- [WHAT YOU HAVE TO DO]: Please pick out and copy each line below that contains the word "wooden". Case counts.

[Items from a data source]
== == ==

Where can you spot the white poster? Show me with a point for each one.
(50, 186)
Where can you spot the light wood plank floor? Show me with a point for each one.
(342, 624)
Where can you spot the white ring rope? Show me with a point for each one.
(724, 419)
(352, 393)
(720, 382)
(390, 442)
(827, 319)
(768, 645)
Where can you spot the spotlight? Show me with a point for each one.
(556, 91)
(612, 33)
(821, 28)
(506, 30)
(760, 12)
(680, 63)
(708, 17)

== == ==

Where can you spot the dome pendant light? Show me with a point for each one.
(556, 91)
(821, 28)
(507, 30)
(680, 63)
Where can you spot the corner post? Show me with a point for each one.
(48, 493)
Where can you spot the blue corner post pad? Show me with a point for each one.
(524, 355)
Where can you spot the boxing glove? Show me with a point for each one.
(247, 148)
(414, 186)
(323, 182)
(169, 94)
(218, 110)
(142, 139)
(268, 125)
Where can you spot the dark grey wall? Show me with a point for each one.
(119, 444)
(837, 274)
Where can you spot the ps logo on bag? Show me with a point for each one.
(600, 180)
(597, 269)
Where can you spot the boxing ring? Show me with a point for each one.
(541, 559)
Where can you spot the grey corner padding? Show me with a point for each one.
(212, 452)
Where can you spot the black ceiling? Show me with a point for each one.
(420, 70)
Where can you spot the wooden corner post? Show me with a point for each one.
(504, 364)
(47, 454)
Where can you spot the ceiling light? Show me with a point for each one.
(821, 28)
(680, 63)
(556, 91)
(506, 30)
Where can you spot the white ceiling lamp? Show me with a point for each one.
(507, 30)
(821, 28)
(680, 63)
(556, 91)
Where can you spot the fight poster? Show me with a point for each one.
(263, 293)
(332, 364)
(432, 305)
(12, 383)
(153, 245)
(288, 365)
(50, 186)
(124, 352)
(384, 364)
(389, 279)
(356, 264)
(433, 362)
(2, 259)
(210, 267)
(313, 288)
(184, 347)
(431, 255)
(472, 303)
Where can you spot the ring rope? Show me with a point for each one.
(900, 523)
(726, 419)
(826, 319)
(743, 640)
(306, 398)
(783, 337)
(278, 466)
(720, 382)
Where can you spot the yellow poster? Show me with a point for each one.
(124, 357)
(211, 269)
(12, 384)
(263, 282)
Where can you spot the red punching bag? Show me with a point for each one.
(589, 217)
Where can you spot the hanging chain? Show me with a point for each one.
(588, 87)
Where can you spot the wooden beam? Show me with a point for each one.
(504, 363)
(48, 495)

== == ==

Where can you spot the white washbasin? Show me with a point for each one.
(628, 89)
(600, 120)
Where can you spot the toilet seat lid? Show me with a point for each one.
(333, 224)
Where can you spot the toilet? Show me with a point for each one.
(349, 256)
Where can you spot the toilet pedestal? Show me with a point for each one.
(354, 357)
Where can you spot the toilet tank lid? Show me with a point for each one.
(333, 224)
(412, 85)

== == ==

- [THE COMPLETED TASK]:
Where can you spot the wooden corner post? Show me with a point for each one.
Where can you spot the wooden beam? Show me with a point for each one.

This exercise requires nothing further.